• **Work order A**:
Render this sentence from the passage below on blood-brain barrier repair after stroke into Spanish: "The BBB regulates the molecular exchange between the brain parenchyma and the blood, establishes its barrier function, and maintains brain homeostasis [16]."
• **Work order B**:
Write the next part of the passage below on blood-brain barrier repair after stroke, starting after its final sentence.

• **Passage to read**:
================

BBB regeneration is an essential step in ischemic stroke to recover brain function [15]. The BBB regulates the molecular exchange between the brain parenchyma and the blood, establishes its barrier function, and maintains brain homeostasis [16]. Under ischemic stroke, pericytes dissociate from the BBB architecture during the acute phase, causing BBB leakage and the loss of barrier function [17]. Then, immune cells can penetrate the brain parenchyma, initiating neuroinflammation, which causes neuronal cell death and brain damage [18]. Thus, vascular pericytes critically contribute to the formation and integrity of the blood vessel walls within the microcirculation and maintain vascular stability [19]. More importantly, vascular pericytes contribute to remodeling of the microcirculation through the dynamic interactions between pericytes and endothelial cells during angiogenic sprouting, where activated endothelial cells recruit pericytes through the secretion of PDGF-ΒΒ, which binds to PDGFR-β with high affinity [20]. In particular, bone marrow-derived MSCs (BM-MSCs) have been widely studied for the development of cell therapy for stroke and other chronic central nervous system diseases [4]. Many previous preclinical studies have reported that BM-MSCs regulate the inflammatory environment through the paracrine effect of their released cytokines and growth factors. However, BM-MSCs are also considered to act similarly to vascular pericytes and engage in BBB reconstruction [21,22].

================

Records in a dataset

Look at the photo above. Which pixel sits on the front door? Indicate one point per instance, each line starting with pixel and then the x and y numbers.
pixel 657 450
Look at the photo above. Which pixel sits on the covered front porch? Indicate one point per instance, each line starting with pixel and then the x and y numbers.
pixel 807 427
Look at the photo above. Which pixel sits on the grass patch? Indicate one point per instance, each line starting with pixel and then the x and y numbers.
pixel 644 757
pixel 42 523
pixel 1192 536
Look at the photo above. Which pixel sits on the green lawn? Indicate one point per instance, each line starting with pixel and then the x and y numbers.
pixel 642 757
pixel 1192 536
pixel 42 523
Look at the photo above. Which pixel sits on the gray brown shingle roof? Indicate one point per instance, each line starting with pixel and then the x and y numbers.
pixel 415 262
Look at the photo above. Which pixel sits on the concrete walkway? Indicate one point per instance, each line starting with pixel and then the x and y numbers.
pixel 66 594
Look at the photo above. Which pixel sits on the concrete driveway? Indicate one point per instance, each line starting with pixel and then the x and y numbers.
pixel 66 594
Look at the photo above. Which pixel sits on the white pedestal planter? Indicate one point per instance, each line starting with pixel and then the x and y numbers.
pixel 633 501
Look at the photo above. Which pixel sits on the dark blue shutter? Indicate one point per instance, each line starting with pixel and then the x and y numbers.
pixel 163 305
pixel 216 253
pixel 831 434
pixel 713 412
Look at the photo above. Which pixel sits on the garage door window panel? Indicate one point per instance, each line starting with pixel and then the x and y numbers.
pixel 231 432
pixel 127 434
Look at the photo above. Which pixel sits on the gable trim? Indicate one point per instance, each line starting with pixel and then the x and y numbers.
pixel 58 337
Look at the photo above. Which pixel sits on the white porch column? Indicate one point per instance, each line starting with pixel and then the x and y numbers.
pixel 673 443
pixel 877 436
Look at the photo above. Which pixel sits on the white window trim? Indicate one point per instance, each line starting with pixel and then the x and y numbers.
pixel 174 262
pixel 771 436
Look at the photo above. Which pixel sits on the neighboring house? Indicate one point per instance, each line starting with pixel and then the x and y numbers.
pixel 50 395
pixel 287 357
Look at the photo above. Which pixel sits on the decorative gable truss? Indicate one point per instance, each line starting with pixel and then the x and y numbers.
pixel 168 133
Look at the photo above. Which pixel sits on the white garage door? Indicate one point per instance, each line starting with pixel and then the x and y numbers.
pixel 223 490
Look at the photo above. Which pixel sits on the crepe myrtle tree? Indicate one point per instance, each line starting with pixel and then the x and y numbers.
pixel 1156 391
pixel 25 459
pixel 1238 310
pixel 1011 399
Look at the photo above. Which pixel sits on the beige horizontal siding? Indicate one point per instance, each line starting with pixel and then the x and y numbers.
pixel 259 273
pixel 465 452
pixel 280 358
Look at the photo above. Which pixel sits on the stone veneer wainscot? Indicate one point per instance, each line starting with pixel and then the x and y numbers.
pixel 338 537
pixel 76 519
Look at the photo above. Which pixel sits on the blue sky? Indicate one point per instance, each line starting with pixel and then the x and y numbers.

================

• **Exercise response A**:
La BHE regula el intercambio molecular entre el parénquima cerebral y la sangre, establece su función de barrera y mantiene la homeostasis cerebral [16].

• **Exercise response B**:
In this study, we reconstructed the BBB-like microvasculature on a microfluidic chip with different combinations of hBMECs, hPCs, and hACs and explored how each cell type plays a role in the reconstruction of capillary network architecture and maturation of BBB-like microvasculature by measuring vessel diameter, segment length, number of nodes, meshes, segments, and branches using the NIH Image J angiogenesis program. Based on quantitative criteria of the structural features of capillary networks, biochemical analysis of tight junction formation and basement membrane, and functional test of vascular permeability barrier, we demonstrated the engagement of hBM-MSCs on the BBB-like microvasculature as the perivascular pericyte and comparatively estimated their efficacy with hPCs in vitro. We found that hBM-MSCs seem to retain a better capacity to encircle and constrict the endothelial vessel as a perivascular pericyte than hPCs, and hACs may also play a more important role in the maturation of the fine web-like capillary network of the BBB-like microvasculature rather than in vascular constriction. To delineate the role of hBM-MSCs as perivascular pericytes, levels of proteins involved in cell migration, endothelial association, vasoconstriction, and basement membrane were compared using Western blot analysis and enzyme-linked immunosorbent assay (ELISA) between hBM-MSCs and hPCs in single and co-culture conditions similar to those in the microfluidic chip. Finally, we discussed that the BBB-like microvasculature on a microfluidic chip may be adopted as a competent alternative to evaluate in vitro cellular behavior and the engagement of cell therapeutic candidates in BBB regeneration and can be further developed to the BBB in the disease state or ischemic stroke in the future.